--- Supplied records ---

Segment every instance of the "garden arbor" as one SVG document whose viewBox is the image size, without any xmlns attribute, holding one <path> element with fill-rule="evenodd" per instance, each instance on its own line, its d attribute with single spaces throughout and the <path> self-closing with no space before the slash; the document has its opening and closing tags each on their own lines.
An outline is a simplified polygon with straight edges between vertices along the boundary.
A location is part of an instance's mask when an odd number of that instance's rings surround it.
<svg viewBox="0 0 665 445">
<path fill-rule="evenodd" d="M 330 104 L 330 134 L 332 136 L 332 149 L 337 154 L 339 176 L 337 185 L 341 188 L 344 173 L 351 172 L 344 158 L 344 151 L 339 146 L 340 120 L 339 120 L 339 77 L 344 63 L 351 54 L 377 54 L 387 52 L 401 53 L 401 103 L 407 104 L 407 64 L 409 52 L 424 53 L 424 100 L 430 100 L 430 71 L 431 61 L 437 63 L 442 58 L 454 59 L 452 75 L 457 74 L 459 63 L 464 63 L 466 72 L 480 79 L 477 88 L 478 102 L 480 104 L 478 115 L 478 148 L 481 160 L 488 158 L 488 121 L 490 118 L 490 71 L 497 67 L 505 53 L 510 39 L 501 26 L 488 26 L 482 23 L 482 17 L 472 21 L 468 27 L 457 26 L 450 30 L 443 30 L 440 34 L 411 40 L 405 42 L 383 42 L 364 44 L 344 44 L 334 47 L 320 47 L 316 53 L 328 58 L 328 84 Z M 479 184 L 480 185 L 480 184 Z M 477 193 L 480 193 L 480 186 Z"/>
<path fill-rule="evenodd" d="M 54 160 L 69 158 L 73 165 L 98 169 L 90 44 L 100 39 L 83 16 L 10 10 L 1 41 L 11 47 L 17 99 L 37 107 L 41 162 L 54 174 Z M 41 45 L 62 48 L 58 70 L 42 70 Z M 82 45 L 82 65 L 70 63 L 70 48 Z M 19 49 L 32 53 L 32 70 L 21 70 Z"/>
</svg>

---
--- Supplied records ---

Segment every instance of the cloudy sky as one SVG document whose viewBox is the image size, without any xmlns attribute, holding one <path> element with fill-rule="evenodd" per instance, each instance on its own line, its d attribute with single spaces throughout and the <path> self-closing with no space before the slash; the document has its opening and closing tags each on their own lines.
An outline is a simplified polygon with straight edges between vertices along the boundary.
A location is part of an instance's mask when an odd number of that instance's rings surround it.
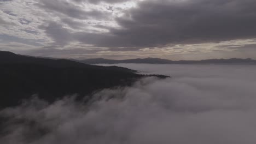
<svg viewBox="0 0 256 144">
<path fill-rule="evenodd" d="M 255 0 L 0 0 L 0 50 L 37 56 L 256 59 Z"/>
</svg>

---

Task details ::
How many lines in the records above contain the string "whose"? Count them and reply with the number alone.

Exercise answer ::
2